= Task goal =
What follows is a set of records, each of which is to be written out exactly.

(Source data)

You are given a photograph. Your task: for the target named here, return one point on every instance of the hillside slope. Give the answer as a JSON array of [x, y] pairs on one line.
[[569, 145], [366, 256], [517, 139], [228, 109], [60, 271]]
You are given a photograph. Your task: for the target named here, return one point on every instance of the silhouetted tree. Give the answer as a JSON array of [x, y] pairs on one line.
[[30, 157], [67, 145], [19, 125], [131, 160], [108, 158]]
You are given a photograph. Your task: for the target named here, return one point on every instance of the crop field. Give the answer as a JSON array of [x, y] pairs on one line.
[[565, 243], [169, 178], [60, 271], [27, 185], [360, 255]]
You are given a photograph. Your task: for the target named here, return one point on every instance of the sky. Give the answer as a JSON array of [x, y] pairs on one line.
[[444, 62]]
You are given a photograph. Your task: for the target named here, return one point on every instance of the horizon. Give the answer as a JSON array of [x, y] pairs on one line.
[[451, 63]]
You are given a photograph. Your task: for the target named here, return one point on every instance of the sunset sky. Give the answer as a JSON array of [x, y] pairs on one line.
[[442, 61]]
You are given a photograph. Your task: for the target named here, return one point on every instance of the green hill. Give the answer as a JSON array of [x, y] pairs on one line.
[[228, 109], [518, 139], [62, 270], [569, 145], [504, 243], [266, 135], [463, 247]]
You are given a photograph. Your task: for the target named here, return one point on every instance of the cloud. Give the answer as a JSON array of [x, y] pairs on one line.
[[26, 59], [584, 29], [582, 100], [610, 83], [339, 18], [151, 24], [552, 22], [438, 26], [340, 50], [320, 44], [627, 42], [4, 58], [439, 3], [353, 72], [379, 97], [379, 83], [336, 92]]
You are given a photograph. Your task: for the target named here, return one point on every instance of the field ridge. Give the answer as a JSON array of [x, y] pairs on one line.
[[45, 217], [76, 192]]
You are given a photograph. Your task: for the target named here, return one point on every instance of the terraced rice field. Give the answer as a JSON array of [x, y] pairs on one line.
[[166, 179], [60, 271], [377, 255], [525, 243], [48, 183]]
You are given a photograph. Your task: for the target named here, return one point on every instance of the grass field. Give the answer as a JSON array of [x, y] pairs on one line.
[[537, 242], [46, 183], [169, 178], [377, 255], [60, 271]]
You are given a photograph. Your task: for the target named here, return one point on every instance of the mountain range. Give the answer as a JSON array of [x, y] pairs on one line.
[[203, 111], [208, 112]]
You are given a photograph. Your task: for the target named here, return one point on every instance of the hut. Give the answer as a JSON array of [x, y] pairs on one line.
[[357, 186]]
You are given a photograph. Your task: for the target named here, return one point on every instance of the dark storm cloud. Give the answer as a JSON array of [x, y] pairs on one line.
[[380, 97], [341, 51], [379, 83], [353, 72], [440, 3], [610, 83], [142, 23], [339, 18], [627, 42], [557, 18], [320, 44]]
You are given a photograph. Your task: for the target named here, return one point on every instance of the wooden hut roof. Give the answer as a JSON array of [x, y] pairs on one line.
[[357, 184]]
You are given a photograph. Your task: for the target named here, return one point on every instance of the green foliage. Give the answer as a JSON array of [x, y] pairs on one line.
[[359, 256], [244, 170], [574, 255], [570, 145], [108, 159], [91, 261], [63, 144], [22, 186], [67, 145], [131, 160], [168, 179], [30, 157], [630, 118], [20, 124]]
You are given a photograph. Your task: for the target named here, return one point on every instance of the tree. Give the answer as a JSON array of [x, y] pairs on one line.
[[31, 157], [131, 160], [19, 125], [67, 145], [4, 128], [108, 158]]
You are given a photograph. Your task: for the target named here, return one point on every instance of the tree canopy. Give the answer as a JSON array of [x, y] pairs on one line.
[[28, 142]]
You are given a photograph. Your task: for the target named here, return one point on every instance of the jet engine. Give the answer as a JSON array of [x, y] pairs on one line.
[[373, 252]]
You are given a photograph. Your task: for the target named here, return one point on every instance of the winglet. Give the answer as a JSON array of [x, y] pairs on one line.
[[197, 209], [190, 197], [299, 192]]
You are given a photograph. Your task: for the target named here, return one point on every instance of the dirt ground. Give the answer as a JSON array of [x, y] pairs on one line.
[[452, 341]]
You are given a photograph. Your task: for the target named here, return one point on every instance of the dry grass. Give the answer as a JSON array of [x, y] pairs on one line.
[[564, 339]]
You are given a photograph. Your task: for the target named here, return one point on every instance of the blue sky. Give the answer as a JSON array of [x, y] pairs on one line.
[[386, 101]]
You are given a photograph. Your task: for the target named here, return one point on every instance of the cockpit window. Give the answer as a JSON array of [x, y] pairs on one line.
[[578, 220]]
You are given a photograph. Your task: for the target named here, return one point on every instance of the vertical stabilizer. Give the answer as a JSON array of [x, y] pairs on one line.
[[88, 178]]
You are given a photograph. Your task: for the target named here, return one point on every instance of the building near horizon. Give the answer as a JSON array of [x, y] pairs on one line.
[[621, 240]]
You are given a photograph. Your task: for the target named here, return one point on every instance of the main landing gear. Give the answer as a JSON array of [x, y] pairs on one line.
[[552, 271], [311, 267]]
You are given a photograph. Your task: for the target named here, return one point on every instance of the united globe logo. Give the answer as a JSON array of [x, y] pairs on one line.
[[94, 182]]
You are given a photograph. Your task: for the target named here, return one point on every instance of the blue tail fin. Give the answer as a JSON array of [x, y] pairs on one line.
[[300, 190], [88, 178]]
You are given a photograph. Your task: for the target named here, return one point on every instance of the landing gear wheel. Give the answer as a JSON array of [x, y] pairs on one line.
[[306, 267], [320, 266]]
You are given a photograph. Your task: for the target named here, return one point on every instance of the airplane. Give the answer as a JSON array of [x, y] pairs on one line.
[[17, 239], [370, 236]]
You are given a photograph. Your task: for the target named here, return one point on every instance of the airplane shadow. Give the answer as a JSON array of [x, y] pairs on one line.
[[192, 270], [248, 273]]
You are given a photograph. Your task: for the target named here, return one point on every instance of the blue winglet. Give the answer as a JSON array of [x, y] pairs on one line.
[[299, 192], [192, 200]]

= Output for this exercise =
You are given a photograph. Your task: for the target named here, return one point on every instance of the hillside slope. Give the answer as a JSON array of [x, y] pairs on one line.
[[569, 145], [366, 256], [517, 139], [228, 109], [60, 271]]
You are given a photograph. Your task: for the target named here, return one point on every instance of the silhouetted tree. Give the answer as a JSON array of [x, y] pairs on one line.
[[30, 157], [67, 145], [19, 125], [131, 160], [108, 158]]
You are given a photograph. Your task: for the target named here, return one point on every instance of the crop field. Give the answer as a JSON array of [x, y] pairs on one line.
[[565, 243], [169, 178], [60, 271], [27, 185], [360, 255]]
You are given a photograph. Your task: for the target named here, return one point on every instance of the sky. Give the answer as a JSON array of [x, y] pairs on one line.
[[444, 62]]
You are given a photograph. Your task: for the target named here, return one point on every instance of the horizon. Give the answer as a JSON array of [x, y] pairs on one line.
[[451, 63]]
You are given a photograph. Your task: for the target named here, return one point on every instance of the sunset sky. Give the answer as a JSON array of [x, y] pairs on one line.
[[442, 61]]
You are given a photograph. Your task: for the target named here, return one point on every instance of the green hill. Give the answer as a JSON array of [x, y] pairs on one line.
[[228, 109], [518, 139], [62, 270], [569, 145], [504, 243], [266, 135], [463, 247]]
You are given a photograph. Your task: for the target named here, return one point on every instance of the cloud. Give the answer as a JSON array of [x, y] pairs on one line.
[[26, 59], [584, 29], [582, 100], [610, 83], [339, 18], [151, 24], [552, 22], [438, 26], [340, 50], [320, 44], [627, 42], [4, 58], [439, 3], [353, 72], [379, 97], [379, 83], [336, 92]]
You are given a photograph. Your task: for the target named here, return one point on every instance of the field ridge. Give the answer as a JSON array of [x, y] pairs on one line.
[[45, 217], [76, 192]]
You are given a photograph. Your task: for the target named here, return one point on every instance of the terraced rice field. Give the answer as a JSON array of [x, y] pairs on one line.
[[166, 179], [60, 271], [377, 255], [525, 243], [48, 183]]
You are given a photograph. Your task: for the target named here, return one point on every instance of the grass field. Give the answer as a JSON array of [x, y] pairs on one line.
[[537, 242], [46, 183], [169, 178], [377, 255], [60, 271]]
You are given a photograph. Your task: for the target named here, return one point on every instance of the mountain range. Give the answer as a JSON array of [x, y] pairs on one line.
[[203, 111], [208, 112]]
You are given a photograph. Your task: for the target named here, return one point on every instance of the hut. Give the answer as a JSON array of [x, y] pairs on one line.
[[357, 186]]
You are given a photograph. Your task: for the target named here, return one point on every instance of the dark storm cloud. Give the answer as a JSON array of [x, y] pairs on one line.
[[380, 97], [341, 51], [379, 83], [353, 72], [440, 3], [610, 83], [142, 23], [339, 18], [627, 42], [557, 18], [320, 44]]
You are given a photograph. Your task: for the target named here, return one point on every instance of the wooden hut roof. Give the answer as a JSON array of [x, y] pairs on one line.
[[357, 184]]
You are given a photograph. Your task: for the target named here, return one point on every instance of the green foliage. Give the answer as a JSON array of [x, y] pairs on one line.
[[359, 256], [244, 170], [574, 255], [570, 145], [108, 159], [91, 261], [63, 144], [22, 186], [67, 145], [131, 160], [168, 179], [30, 157], [630, 118], [20, 124]]
You are given a photograph. Your task: for the target named here, return one point on every instance of the tree. Give the answer as a JSON array of [x, y] pairs on one line.
[[31, 157], [131, 160], [19, 125], [67, 145], [4, 128], [108, 158]]
You are given a photograph. Your task: for the target named here, return one point on every instance of the tree canopy. Give the answer as a JSON array of [x, y] pairs on one line.
[[28, 142]]
You are given a photograph. Your task: for the target named here, return one point on every instance of the jet engine. Give the answer as a JSON array of [x, y] pairs on one line.
[[373, 252]]
You are given a photograph. Your task: for the target named here, return one point on every instance of the winglet. Give the answer as a JSON array of [x, y] pairs on one line.
[[197, 209], [190, 197], [299, 192]]
You are given a photograph. Your task: for the target named here, return one point on every instance of the dirt ground. Give the answer as a JSON array of [x, y] pairs on one line.
[[452, 341]]
You are given a photograph. Your task: for the target named here, return one point on every instance of the dry grass. Give the answer as a JSON array of [x, y] pairs on one line.
[[564, 339]]
You are given a photograph. Your task: for the target named here, return one point on every instance of the blue sky. Give the answer as a JSON array of [x, y] pairs on one line.
[[386, 101]]
You are given a photograph. Your task: for the target named here, return one point on every instance of the cockpit window. Give the answer as a JSON array of [x, y] pairs on one line.
[[578, 220]]
You are given a photograph. Your task: for the target named here, return one point on every instance of the vertical stabilizer. Give the answer as a JSON array of [x, y] pairs on one line.
[[88, 178]]
You are given a photograph. Your task: for the target named here, return one point on every instance of the building near horizon. Give the answer as a JSON array of [x, y] pairs on one line.
[[621, 240]]
You are given a photograph. Your task: for the target named here, return one point on every instance of the main landing gear. Give the answer as a JSON array of [x, y] pairs on one line.
[[552, 271], [311, 267]]
You are given a photograph. Your task: for the target named here, return one point on every instance of the united globe logo. Give the answer as a JSON array of [x, y] pairs on one line.
[[94, 182]]
You are given a photograph. Your task: for the target named here, return one point on every instance of the blue tail fin. Give the answer as a JSON array of [x, y] pairs on one line.
[[300, 190], [88, 178]]
You are given a photograph. Your task: for the target named here, return one point on every instance of the landing gear wheel. Give the answer as a JSON array of [x, y] pairs on one line.
[[306, 267], [320, 266]]
You are given a photograph. Your task: for the target named here, return one point on every instance of the airplane. Give the answer as a JSON array of [x, y] pairs on one line.
[[17, 239], [370, 236]]
You are given a photograph. Your task: for the target named here, return one point on every instance of the airplane shadow. Give the answer as a JSON array of [x, y] pairs on one line.
[[192, 270], [248, 273]]
You are given a photograph. Your task: for the target named here, return one point on every instance of the blue winglet. Give the answer as a JSON array of [x, y] pairs on one line.
[[299, 192], [192, 200]]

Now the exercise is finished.